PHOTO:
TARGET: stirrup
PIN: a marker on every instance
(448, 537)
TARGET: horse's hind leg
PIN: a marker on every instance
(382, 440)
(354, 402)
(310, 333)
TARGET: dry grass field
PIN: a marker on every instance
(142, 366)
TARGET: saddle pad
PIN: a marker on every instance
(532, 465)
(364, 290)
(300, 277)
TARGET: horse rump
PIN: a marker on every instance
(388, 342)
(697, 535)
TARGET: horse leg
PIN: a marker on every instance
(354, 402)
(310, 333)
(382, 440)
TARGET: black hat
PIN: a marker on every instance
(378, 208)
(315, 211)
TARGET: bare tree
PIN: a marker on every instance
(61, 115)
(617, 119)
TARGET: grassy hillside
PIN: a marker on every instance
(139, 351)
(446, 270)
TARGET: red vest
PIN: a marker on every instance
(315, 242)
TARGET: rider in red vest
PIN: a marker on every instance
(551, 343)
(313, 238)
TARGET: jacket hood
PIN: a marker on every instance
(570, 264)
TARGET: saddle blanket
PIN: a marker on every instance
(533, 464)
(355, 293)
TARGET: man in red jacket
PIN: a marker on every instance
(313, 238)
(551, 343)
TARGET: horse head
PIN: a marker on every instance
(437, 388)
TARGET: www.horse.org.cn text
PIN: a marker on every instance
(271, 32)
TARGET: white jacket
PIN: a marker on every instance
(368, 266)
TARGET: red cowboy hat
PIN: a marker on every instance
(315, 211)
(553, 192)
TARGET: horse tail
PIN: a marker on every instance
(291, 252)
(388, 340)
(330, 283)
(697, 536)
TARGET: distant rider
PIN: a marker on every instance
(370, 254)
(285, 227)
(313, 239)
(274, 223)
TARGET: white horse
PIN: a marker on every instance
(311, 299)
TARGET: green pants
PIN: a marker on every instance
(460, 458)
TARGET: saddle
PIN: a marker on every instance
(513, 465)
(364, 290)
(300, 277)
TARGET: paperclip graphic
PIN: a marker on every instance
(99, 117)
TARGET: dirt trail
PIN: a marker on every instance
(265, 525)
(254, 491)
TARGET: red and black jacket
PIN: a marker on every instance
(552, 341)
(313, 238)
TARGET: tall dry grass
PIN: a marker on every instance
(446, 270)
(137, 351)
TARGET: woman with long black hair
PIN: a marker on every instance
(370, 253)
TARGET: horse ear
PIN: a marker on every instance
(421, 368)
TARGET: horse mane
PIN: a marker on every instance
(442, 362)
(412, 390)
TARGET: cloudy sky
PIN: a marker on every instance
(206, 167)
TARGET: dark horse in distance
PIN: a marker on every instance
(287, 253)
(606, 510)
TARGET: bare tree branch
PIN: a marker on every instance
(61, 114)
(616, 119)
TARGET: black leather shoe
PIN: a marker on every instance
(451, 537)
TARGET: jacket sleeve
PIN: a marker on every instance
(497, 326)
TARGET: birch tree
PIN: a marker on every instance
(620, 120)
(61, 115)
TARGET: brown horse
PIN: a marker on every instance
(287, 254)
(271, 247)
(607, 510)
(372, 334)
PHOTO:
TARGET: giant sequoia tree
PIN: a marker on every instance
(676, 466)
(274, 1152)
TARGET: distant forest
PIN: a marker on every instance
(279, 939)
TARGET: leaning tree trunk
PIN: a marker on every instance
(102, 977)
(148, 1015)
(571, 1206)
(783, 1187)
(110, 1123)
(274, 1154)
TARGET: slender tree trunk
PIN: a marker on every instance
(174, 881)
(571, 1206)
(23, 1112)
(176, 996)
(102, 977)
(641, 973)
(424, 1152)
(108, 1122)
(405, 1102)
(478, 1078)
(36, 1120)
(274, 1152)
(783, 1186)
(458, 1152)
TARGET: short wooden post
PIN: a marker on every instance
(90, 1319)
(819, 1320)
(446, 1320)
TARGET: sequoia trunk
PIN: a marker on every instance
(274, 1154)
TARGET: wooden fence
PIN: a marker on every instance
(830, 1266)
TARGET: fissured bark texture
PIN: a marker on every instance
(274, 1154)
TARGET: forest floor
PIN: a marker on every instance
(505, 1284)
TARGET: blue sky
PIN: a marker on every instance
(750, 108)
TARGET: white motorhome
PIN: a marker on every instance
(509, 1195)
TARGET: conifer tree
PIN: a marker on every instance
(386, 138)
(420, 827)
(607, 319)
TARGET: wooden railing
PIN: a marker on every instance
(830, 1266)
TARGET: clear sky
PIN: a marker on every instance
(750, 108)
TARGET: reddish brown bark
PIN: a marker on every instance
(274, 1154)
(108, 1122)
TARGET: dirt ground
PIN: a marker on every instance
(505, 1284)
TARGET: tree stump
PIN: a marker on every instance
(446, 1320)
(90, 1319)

Exercise aim: Return exactly the lines from the one containing "TARGET: distant forest" to the last line of the data, and nothing more.

Solution:
TARGET: distant forest
PIN: a marker on every instance
(279, 939)
TARGET: leaning tree trunk
PIN: a marker on every instance
(102, 977)
(148, 1015)
(571, 1206)
(783, 1187)
(110, 1123)
(274, 1154)
TARGET: slender tree trunk
PIN: a marker on every instance
(174, 881)
(571, 1206)
(23, 1112)
(176, 996)
(102, 977)
(641, 973)
(424, 1152)
(108, 1122)
(405, 1102)
(478, 1078)
(36, 1120)
(274, 1152)
(783, 1186)
(458, 1152)
TARGET: short wooden post
PIN: a marker on every instance
(90, 1319)
(819, 1320)
(446, 1320)
TARGET: sequoia trunk
PIN: a marker on every instance
(274, 1154)
TARGET: wooden fence
PIN: a marker on every instance
(830, 1266)
TARGET: fissured bark texture
PIN: a marker on every instance
(274, 1154)
TARGET: forest floor
PIN: a marker on every instance
(505, 1284)
TARGET: blue sky
PIN: a marker on every instance
(750, 108)
TARGET: white motorhome
PIN: a marker on every instance
(509, 1195)
TARGET: conifer tree
PIN: a marker on every instance
(386, 138)
(420, 827)
(607, 319)
TARGET: wooden railing
PIN: a marker on every instance
(830, 1266)
TARGET: clear sky
PIN: a marker on every instance
(750, 108)
TARGET: reddish brown bark
PIN: a marker on every instance
(274, 1154)
(108, 1122)
TARGET: dirt ground
PIN: a marker on every instance
(505, 1284)
TARGET: tree stump
PIN: a marker on every instance
(446, 1320)
(90, 1319)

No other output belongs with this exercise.